* Request 1
In the legal opinion excerpt, what amount of compensatory damages did Tucker's amended complaint seek?

•••••

Next, Tucker filed a pro se motion to reinstate her complaint against Stockwell. The Law Division denied that motion, and then Tucker filed a pro se appeal challenging that denial. In April 2021, the Superior Court's Appellate Division affirmed that denial, relying on the "unambiguous" 30-day deadline for challenging an arbitrator's decision, and "the legislative intent that [this deadline] be strictly enforced." Id. at *3.
A few months later, Tucker filed in the District Court the pro se legal-malpractice lawsuit that is now before us, suing the Firm, Simon, and certain other lawyers from the Firm (hereinafter collectively referred to as "Appellees"). Tucker's amended complaint - the operative pleading - appeared to revolve around the contention that Appellees should have moved to withdraw as counsel in the state-court action before the expiration of the 30-day deadline, which would have enabled Tucker to timely file a pro se challenge to the arbitrators' decision. The amended complaint sought $3.1 million in compensatory damages, among other relief.
Tucker invoked the District Court's diversity jurisdiction, see 28 U.S.C. § 1332, averring that she is a citizen of New Jersey, and that Appellees are citizens of Pennsylvania.
At some points in the record, this pleading is referred to simply as "the complaint." For clarity's sake, all references to this pleading in our opinion use the term "amended complaint."
Appellees moved to dismiss Tucker's amended complaint pursuant to Federal Rule of Civil Procedure 12(b)(6). On August 3, 2023, the District Court granted that motion and dismissed the amended complaint with prejudice, concluding that Tucker "cannot plausibly allege that [Appellees] breached a duty owed to [her]." Dist. Ct. Dkt. No. 26, at 7. About a week later, Tucker filed a notice of appeal and moved the District Court for reconsideration. The Clerk of this Court stayed this appeal pending the District Court's resolution of that motion. Tucker then filed in the District Court what amounted to a supplemental motion for reconsideration.

•••••

* Request 2
Give only the number of lines in the listing that contain the string "purple", counting case.

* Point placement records
•••••

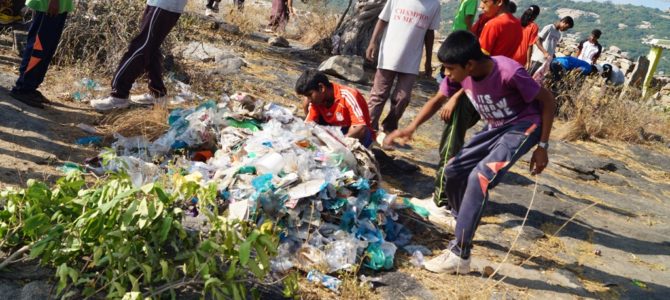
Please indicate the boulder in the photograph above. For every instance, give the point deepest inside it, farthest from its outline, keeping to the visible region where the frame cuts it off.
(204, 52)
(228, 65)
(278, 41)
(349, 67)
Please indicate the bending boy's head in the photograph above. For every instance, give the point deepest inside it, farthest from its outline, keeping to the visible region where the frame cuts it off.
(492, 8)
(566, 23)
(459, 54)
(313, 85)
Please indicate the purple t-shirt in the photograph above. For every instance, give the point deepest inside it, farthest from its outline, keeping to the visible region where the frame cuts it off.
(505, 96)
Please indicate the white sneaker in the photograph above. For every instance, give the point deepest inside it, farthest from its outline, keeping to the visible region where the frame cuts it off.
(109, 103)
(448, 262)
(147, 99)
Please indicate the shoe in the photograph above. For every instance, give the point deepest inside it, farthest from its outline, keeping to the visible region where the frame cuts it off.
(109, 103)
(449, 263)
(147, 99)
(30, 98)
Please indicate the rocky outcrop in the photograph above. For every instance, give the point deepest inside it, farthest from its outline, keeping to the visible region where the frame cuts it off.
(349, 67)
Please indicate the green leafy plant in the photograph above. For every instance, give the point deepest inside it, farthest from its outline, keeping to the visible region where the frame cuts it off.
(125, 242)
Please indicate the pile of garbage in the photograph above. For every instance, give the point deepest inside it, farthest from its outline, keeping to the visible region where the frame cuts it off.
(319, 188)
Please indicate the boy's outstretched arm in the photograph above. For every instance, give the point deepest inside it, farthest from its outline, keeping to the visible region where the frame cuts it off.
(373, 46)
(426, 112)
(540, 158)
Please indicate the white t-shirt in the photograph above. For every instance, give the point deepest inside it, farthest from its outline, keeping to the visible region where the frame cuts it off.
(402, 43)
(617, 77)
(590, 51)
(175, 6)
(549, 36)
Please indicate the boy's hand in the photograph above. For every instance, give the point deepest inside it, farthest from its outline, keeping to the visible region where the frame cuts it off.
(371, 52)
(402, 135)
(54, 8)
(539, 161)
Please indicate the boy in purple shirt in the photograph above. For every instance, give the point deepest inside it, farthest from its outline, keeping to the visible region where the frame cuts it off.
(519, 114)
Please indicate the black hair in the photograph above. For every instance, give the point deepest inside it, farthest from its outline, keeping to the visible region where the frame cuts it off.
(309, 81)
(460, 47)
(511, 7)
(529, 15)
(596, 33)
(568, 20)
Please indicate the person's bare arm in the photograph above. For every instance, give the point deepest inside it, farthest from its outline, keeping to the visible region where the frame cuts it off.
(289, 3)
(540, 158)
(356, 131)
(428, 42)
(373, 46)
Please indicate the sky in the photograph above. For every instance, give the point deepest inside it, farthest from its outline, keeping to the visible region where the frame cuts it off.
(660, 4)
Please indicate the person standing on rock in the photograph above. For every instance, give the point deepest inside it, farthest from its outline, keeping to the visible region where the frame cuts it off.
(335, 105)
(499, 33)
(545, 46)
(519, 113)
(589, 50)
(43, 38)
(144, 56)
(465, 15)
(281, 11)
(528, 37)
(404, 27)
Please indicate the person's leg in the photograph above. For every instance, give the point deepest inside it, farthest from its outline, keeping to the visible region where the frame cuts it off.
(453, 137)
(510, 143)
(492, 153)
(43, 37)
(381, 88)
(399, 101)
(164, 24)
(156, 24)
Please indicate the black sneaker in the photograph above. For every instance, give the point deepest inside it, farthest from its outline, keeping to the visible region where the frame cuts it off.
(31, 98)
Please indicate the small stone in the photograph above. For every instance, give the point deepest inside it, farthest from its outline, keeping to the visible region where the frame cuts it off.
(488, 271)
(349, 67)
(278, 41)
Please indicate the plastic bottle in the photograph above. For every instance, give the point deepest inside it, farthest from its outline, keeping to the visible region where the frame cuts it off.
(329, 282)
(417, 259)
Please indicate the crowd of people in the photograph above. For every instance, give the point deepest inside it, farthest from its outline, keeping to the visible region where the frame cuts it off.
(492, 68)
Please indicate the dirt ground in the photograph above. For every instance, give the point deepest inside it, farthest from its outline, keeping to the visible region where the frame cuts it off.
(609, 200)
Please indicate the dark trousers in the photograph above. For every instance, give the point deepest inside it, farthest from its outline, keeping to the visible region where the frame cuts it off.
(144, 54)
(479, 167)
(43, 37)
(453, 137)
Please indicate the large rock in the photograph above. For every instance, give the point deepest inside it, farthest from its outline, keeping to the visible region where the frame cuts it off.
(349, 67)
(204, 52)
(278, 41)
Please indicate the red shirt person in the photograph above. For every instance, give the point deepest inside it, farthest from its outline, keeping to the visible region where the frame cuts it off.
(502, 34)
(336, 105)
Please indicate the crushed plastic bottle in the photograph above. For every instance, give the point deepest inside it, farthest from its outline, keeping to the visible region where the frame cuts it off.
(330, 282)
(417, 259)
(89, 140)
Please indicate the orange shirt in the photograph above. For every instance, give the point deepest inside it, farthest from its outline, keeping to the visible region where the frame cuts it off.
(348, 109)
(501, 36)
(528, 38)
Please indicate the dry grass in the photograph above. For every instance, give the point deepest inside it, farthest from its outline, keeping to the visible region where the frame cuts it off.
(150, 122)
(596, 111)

•••••

* Problem solution 1
$3.1 million.

* Problem solution 2
2